KETENTUAN TUGAS A
Menurut teks tentang desisten dari terorisme, kelompok ekstrem apa yang diikuti Kurnia Widodo sejak bersekolah di SMA?
KETENTUAN TUGAS B
Teruskan teks tentang desisten dari terorisme, dimulai sesudah kalimat terakhir yang tercantum.

TEKS
'''

Desisten dari Terorisme
Oleh Laode Arham
Alumni Pascasarjana Kriminologi, Universitas Indonesia
Meskipun jaringan terorisme terus saja bertumbuh, namun selalu saja ada mantan pelaku/narapidana terorisme (napiter) yang berhenti dari ideologi ekstremisme dan kelompok terorisme. Langkah tersebut dalam kriminologi disebut dengan desisten dari terorisme. Salah satu mantan napiter yang bisa diambil sebagai pelajaran adalah Kurnia Widodo (46 tahun).
Sarjana kimia dari perguruan tinggi negeri terkemuka di Bandung ini paling mahir membuat bom dalam lingkaran kelompoknya. Ia sudah bergabung dengan kelompok ekstrem Negara Islam Indonesia (NII) saat mengenyam pendidikan SMA di Lampung (1991), lalu belajar meracik bom semasa kuliah. Ia menggambarkan dirinya sendiri sebagai pribadi yang kaku, anti-Pancasila, dan anti-NKRI. Hingga akhirnya ia tertangkap dan dipenjara tahun 2010. Kurang lebih selama 20 tahun Kurnia hidup dalam lingkungan ekstremisme.

'''

DATA YANG DIBERIKAN
'''

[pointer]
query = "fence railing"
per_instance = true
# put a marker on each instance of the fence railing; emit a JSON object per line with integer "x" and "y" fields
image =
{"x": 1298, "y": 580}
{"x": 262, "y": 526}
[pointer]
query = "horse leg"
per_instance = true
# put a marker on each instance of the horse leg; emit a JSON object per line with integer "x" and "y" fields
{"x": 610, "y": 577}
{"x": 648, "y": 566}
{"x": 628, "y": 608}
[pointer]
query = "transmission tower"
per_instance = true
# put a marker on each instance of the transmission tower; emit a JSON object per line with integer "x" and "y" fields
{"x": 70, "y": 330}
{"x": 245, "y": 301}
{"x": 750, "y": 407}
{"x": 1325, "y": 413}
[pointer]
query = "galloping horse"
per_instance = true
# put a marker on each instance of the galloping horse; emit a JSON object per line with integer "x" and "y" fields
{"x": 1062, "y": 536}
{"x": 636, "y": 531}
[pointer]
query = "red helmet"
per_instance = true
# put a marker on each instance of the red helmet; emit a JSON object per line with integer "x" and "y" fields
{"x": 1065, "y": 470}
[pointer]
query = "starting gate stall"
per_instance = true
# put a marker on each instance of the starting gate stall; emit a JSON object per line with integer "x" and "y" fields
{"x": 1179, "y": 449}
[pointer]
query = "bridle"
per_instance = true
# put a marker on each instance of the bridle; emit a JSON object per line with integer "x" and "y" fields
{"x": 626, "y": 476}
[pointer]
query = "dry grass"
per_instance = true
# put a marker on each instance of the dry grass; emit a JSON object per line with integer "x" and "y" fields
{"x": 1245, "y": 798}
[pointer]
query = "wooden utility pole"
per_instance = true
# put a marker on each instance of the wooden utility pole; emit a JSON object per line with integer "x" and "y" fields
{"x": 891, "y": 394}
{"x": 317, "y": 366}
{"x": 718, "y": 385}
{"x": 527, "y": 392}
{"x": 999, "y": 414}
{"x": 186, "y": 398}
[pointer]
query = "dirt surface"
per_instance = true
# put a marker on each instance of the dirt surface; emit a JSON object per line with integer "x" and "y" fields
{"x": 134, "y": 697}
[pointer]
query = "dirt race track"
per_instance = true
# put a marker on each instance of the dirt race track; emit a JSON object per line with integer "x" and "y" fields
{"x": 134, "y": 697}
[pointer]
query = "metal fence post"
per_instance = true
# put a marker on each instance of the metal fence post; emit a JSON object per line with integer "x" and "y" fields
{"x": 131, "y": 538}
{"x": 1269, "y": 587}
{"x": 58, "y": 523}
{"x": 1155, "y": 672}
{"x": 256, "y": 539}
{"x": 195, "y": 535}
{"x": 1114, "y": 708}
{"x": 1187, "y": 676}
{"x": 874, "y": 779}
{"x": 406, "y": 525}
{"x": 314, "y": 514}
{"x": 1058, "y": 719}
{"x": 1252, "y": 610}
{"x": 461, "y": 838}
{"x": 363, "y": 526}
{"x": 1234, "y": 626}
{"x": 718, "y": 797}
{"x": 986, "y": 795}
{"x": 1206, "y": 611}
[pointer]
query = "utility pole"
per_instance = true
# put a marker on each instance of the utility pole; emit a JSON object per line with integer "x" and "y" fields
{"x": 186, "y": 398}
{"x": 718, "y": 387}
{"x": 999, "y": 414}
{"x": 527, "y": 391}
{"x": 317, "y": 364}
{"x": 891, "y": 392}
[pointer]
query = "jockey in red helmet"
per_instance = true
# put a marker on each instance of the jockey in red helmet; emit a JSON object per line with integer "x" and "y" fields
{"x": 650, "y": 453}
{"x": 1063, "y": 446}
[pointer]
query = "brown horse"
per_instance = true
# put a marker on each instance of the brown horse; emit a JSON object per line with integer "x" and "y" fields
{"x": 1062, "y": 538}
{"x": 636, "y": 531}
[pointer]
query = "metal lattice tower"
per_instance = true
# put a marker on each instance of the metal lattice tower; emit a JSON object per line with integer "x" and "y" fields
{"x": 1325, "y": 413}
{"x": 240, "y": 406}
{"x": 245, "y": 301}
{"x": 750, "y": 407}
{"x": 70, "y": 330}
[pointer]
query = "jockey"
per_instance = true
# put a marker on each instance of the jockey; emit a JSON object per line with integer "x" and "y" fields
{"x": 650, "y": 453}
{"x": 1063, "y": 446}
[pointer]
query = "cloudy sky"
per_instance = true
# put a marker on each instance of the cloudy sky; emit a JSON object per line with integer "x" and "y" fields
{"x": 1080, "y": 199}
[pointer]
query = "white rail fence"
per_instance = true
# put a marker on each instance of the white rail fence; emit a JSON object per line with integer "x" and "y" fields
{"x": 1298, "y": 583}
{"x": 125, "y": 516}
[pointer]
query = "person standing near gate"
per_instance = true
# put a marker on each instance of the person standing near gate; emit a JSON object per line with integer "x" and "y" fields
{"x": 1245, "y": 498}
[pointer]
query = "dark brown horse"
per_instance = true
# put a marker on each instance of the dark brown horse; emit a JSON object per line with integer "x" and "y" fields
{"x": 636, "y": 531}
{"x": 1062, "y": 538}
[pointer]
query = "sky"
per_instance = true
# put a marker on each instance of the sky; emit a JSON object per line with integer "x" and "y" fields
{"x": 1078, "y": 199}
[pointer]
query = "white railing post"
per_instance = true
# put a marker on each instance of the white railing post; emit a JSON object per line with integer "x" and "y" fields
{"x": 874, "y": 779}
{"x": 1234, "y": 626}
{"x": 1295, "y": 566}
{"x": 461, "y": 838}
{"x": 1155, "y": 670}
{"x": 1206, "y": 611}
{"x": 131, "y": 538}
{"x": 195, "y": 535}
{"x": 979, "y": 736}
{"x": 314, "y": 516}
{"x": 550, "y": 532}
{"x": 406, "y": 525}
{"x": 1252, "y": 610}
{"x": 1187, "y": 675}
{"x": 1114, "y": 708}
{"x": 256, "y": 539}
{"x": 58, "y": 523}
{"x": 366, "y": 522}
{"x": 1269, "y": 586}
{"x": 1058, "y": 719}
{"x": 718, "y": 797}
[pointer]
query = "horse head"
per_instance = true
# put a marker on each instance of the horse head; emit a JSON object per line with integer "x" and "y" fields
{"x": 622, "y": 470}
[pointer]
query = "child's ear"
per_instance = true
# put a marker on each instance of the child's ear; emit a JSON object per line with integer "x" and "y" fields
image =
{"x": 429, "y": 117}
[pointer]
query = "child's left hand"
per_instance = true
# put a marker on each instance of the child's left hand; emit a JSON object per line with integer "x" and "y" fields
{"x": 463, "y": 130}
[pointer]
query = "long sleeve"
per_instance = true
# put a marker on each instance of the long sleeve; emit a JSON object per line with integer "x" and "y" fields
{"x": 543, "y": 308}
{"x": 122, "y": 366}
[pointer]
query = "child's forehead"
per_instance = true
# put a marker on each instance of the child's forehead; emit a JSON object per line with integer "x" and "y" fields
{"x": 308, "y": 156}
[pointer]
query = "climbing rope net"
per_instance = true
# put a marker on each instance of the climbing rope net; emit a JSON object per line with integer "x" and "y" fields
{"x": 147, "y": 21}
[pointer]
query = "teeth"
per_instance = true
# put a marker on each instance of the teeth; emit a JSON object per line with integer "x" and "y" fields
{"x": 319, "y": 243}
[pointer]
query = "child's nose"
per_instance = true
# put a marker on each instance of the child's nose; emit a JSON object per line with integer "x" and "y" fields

'''

JAWABAN LATIHAN A
Negara Islam Indonesia (NII).

JAWABAN LATIHAN B
Baca juga Mewaspadai Propaganda Ekstremisme Saat Pandemi
Desistensi pria lima anak tersebut dimulai dari Lembaga Pemasyarakatan (Lapas) Klas I Cipinang, Jakarta Timur. Dari pelbagai sumber primer maupun sekunder yang penulis pelajari tentang Kurnia Widodo, maka desistensi terorisme mantan murid Aman Abdurrahman ini dapat dijelaskan sebagai berikut:
Pertama, desistensi karena akuntabilitas moral keagamaan (Denney, 2018). Faktor ini dialami oleh Kurnia ketika bertemu dengan kelompok napiter kooperatif dan para tokoh agama berpaham moderat di Lapas. Sebagaimana diketahui bahwa Lapas bekerjasama dengan Majelis Ulama Indonesia (MUI) dan Badan Nasional Penanggulangan Terorisme (BNPT) menghadirkan beberapa ustaz dalam kegiatan Deradikalisasi di Lapas-lapas (Simon dan Sudirman, 2015). Melalui program keagamaan ini, Kurnia menemukan pemahaman baru tentang beberapa ajaran dalam Islam yang berbeda dari apa yang dia dapatkan sebelumnya (dari NII dan bekas gurunya Aman Abdurrahman).
Baca juga Nalar Kritis Benteng Ekstremisme
Kedua, berhenti dari terorisme membutuhkan proses dan waktu yang tidak pendek. Bushway et al. (2001) dalam Ishoy & Kruis (2018) menyebutkan bahwa salah satu proses desisten adalah dengan menjalani proses pengurangan pelanggaran pidana (remisi) dan parole (pembebasan bersyarat/PB). Bagi kelompok napiter nonkooperatif dan atau takfiry, menerima remisi dan PB dapat menyebabkan seseorang keluar dari Islam.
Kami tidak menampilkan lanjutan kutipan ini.